Volunteers rallied round to help restore a Dyce cemetery after a number of gravestones were declared “dangerous” and the gates were locked in October last year.
Dyce West cemetery is one of the few graveyards not looked after by Aberdeen City Council, it was inherited by the Dyce Parish Church.
Session clerk, Raymond Mack, relies on volunteers to help him maintain the cemetery on Pitmedden Road.
The cemetery is a recognised Commonwealth War Graves Commission site as there are two graves that remember those who died in the war.
However, during lockdown the cemetery became overgrown with weeds. In October last year Mr Mack organised a group of volunteers to help bring the weeds back under control again.
One of the volunteers was a council representative who realised that some of the old gravestones were dangerous, which led to the gates needing to be closed for safety reasons.

RECORDS SHOWN.
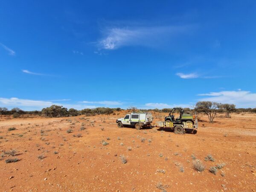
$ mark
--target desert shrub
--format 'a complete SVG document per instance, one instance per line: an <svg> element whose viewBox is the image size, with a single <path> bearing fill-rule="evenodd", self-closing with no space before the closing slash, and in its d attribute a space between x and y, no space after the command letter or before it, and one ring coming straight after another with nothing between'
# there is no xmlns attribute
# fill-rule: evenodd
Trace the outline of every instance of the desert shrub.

EXERCISE TASKS.
- A) Can you copy the Dyce West cemetery article word for word, between "Dyce West cemetery" and "for safety reasons.", inclusive?
- B) Can you extend the Dyce West cemetery article past its last sentence?

RESPONSES TO THE TASKS.
- A)
Dyce West cemetery is one of the few graveyards not looked after by Aberdeen City Council, it was inherited by the Dyce Parish Church.
Session clerk, Raymond Mack, relies on volunteers to help him maintain the cemetery on Pitmedden Road.
The cemetery is a recognised Commonwealth War Graves Commission site as there are two graves that remember those who died in the war.
However, during lockdown the cemetery became overgrown with weeds. In October last year Mr Mack organised a group of volunteers to help bring the weeds back under control again.
One of the volunteers was a council representative who realised that some of the old gravestones were dangerous, which led to the gates needing to be closed for safety reasons.

- B)
Mr Mack recalled: “There was 24 of them declared dangerous, it’s quite an extensive graveyard and obviously weeds and stuff can get rampant. There was the onset of Covid, and then I arranged a group of volunteers, one of whom was a representative from the council and he then said ‘look I think a lot of these gravestones look a bit dangerous’.
“And so I was obliged to close the graveyard and that was a bit sad, because just when I’d embarked on the volunteer work we had to lock the gates.”
Raising the gravestones
Despite the setback, Mr Mack applied to a number of charities and was able to fund raising 23 of the flattened graves. The foundations needed to be dug out and reinstated before they could get the stones back up which was a time consuming task.
The session clerk commented: “It seems to be the policy with the graveyards now that they’re quite happy just to drop the stones, and leave them lying, and I just think that’s vandalism in my mind. I’d rather try to get the stones repaired and reinstated as a mark of respect for the folk who are lying there. That’s what’s been motivating me all along.”
After working tirelessly to get the stones reinstated Mr Mack was then faced with the new obstacle of tidying up the cemetery.
While the gates were closed no one was allowed to enter the cemetery, meaning that the grass and weeds became overgrown and the paths messy.
On Saturday (July 31), 17 volunteers visited the cemetery on Pitmedden Road to lend Mr Mack a hand alongside Lord Provost, Barney Crockett.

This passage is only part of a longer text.